**AIM OF THE TASK**
Would you output all the lines below precisely as they stand, leaving each picture out?

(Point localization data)
== == ==

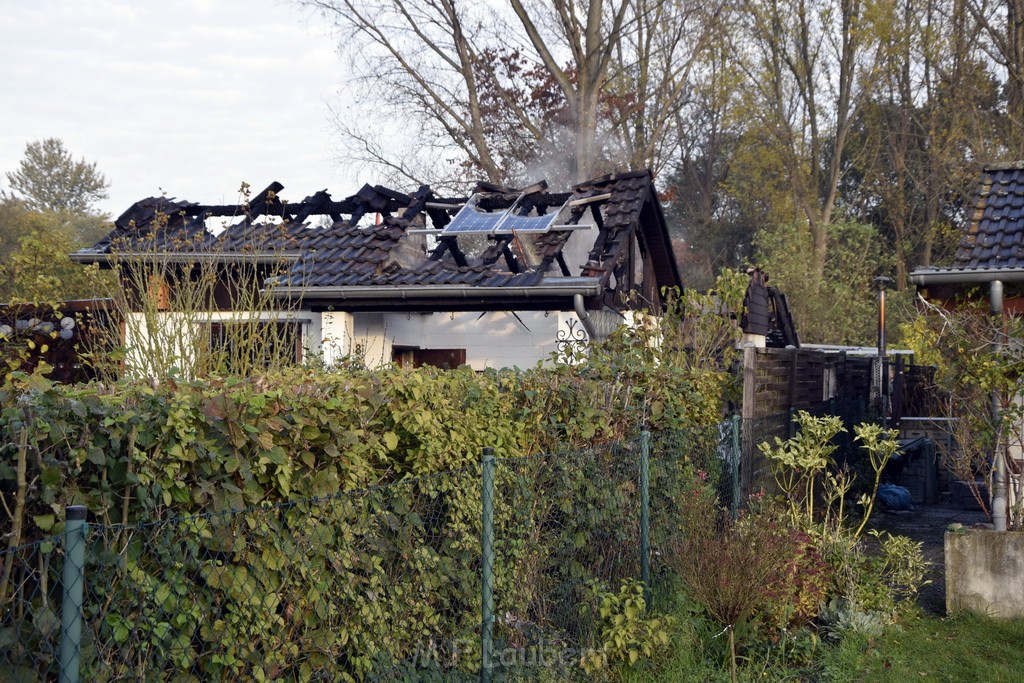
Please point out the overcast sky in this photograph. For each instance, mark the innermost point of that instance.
(190, 97)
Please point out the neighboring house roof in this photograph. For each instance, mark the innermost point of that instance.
(992, 245)
(392, 264)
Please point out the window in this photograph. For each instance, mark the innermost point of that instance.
(246, 345)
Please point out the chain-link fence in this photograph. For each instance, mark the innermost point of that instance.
(482, 568)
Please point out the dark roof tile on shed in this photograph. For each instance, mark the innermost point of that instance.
(994, 235)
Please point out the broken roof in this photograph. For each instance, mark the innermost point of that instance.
(381, 248)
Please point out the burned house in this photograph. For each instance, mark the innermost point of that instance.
(502, 278)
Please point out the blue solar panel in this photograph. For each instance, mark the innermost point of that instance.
(471, 220)
(513, 222)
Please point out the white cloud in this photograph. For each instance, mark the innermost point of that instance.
(193, 97)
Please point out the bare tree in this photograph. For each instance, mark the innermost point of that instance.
(810, 66)
(600, 83)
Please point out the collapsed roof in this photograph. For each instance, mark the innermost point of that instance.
(380, 249)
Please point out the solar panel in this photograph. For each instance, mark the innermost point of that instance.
(513, 222)
(471, 220)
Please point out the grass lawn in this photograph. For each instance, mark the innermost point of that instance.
(960, 648)
(927, 648)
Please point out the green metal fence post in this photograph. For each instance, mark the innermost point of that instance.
(487, 572)
(74, 581)
(735, 466)
(645, 513)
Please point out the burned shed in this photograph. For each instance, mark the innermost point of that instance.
(502, 278)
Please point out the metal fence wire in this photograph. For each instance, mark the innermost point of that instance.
(472, 572)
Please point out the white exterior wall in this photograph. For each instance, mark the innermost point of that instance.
(172, 339)
(495, 340)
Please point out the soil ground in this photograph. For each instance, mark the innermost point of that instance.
(928, 523)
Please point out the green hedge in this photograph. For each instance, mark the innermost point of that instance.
(358, 542)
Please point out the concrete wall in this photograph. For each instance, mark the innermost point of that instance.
(496, 339)
(985, 572)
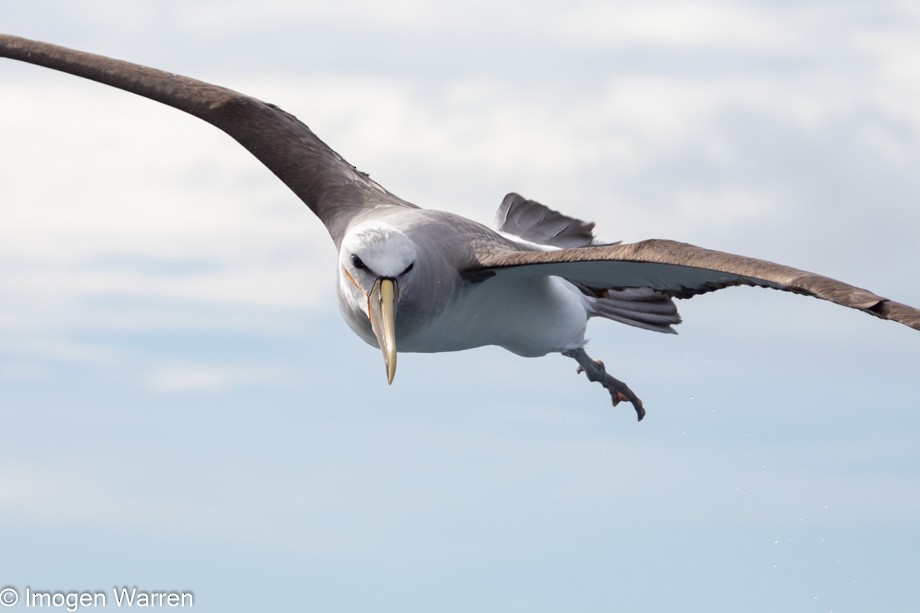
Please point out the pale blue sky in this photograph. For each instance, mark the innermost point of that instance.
(184, 409)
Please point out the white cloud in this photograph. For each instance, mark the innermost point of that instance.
(210, 378)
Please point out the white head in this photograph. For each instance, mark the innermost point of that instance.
(375, 263)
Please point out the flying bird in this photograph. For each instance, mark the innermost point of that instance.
(422, 280)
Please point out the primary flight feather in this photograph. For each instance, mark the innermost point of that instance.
(428, 281)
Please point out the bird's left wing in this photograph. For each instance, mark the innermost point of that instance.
(679, 270)
(333, 189)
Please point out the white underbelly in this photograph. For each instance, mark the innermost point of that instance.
(530, 318)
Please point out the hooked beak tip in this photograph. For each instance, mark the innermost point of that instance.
(382, 313)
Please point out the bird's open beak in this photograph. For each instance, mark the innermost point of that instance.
(381, 308)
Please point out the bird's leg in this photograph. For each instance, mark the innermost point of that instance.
(595, 371)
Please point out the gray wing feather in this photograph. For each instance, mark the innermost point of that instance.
(333, 189)
(536, 223)
(682, 271)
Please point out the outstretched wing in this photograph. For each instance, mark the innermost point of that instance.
(679, 270)
(333, 189)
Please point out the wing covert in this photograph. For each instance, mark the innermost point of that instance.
(333, 189)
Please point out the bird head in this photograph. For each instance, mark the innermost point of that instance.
(376, 263)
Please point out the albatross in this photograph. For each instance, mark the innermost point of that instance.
(423, 280)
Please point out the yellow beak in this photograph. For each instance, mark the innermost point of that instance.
(381, 308)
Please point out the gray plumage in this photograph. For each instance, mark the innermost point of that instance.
(437, 281)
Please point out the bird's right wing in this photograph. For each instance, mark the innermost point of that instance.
(675, 269)
(333, 189)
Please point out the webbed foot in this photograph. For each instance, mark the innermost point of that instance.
(595, 371)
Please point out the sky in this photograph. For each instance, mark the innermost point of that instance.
(184, 410)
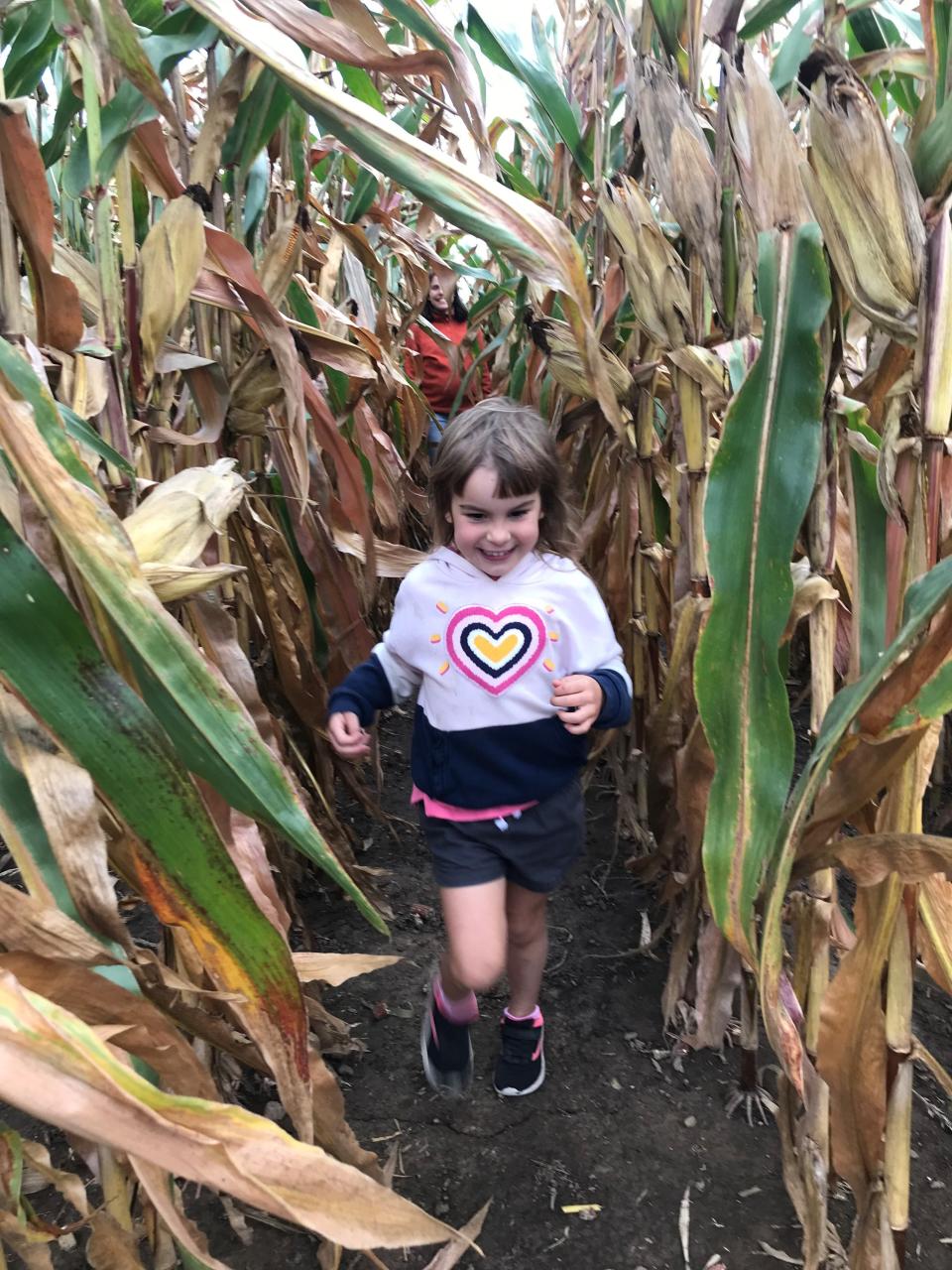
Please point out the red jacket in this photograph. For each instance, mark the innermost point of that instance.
(428, 365)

== == ==

**COMPLETED EXERCISE**
Please point out the overcast sky in this photograph. For each instance, mark the innermost point of that instance.
(190, 97)
Please point out the neighboring house roof in this photograph. For each instance, mark the innermost point of that instance.
(992, 245)
(392, 264)
Please point out the window in this photograph. For each instance, mark the innermost point of that instance.
(246, 345)
Please point out the chain-link fence in this photograph. For each instance, mark the innermost point of that instance.
(482, 568)
Please point out the dark roof tile on shed in this photograph. For each instance, mark the innermost point of that instance.
(994, 235)
Please point out the broken roof in this photograph. For each instance, mark the innermost point of that instance.
(381, 248)
Please point out the burned house in this photograph. For each instance, mark the innermost point of that instance.
(502, 278)
Please point out the blue solar panel in this photograph. For each instance, mark the innermost point of that instance.
(471, 220)
(513, 222)
Please point out the white cloud in this photograph. For each instance, mark the innermost point of that instance.
(193, 97)
Please point out the bare tree in this photograph. For each instance, mark the innermost point of that instance.
(810, 66)
(600, 83)
Please point out the collapsed roof in this photograph. For each instance, mark the innermost point of that instance.
(380, 249)
Please point out the solar panel in this photograph. For each instance, mark the innermost point of that instance.
(513, 222)
(471, 220)
Please point out the grass lawn in this photograph. For each instance, mark the innermost point of that instance.
(960, 648)
(927, 648)
Please point out the green metal fence post in this photograph. For each instance, mark the innermost point of that instance.
(487, 572)
(74, 581)
(735, 466)
(645, 513)
Please point out the burned shed in this photograph. For each instance, mark the innermost point of that instance.
(502, 278)
Please point out the metal fence wire in this photograph. For each instance, mark the innermost point of that instance.
(472, 572)
Please point out the white exterior wall in this photograph. For each instance, mark the innermost point of that instance.
(172, 339)
(495, 340)
Please point out the soil ground in this photograph. For each instance, mark the innermost point of that instance.
(928, 523)
Please point out the green hedge in this photograph. For each instance, mark the innermost point of that instance.
(358, 542)
Please point out the concrete wall in this photograph. For each instance, mark the innermost point of that instance.
(496, 339)
(985, 572)
Please point out the pale blue sky in this photograph. For each instance, mark the innermost point of that instance.
(184, 409)
Please point out the white cloud in this photograph. For each instance, mark the innermost point of that instance.
(210, 378)
Please point out the white head in this photograph. For each instance, mark the innermost point of that instance.
(375, 263)
Please point out the flying bird in this photograph. For each instance, mark the innermost point of that instance.
(422, 280)
Please point out the primary flight feather in this photograph. For each instance, mark the innermost point of that instance.
(428, 281)
Please point out the bird's left wing in this photograph. For each instance, mark the innermost point of that instance.
(679, 270)
(333, 189)
Please point out the white underbelly in this photograph. For each instance, mark the innermost point of that instance.
(530, 318)
Please point out the hooked beak tip in this photograph. For each instance, mark the innermost point of that instance.
(382, 313)
Please point out the bird's open beak in this photograph. For each instance, mark the innermost point of that instance.
(381, 308)
Please point out the bird's leg in this photograph. For each instance, mark the innermost point of that instance.
(595, 371)
Please point out the gray wing feather in this photograph. For each instance, mark the innermost point of that instance.
(333, 189)
(536, 223)
(682, 271)
Please point out the outstretched wing in this photograph. For each instance, mark the innermost point of that instance.
(679, 270)
(333, 189)
Please point out the wing covert in this photograph. For each instance, mark the innermost point of that instance.
(333, 189)
Please point out the bird head in this photograph. For each instance, mark the innermost point of that instance.
(376, 263)
Please point out the albatross in this photograph. For each instance, mark the innermost point of that instance.
(423, 280)
Please point out the yellow beak in this photograph. For each instance, mark the innermost point of that instance.
(381, 308)
Please point out the gray plumage in this photograph. For each instance, mark the innermost point of that instance.
(437, 281)
Please point out the bird's right wing in this photograph. For each instance, mark the innermost point of that instance.
(675, 269)
(333, 189)
Please point out the webbed foot in this photograph. For each instance, mark the innermost point of that instance.
(595, 371)
Please point out the sky in this photograph. For each instance, mark the innermost point of that instance.
(184, 410)
Please point out the red jacket in this photograph. For each instance, mark the innermost point of that instance.
(428, 365)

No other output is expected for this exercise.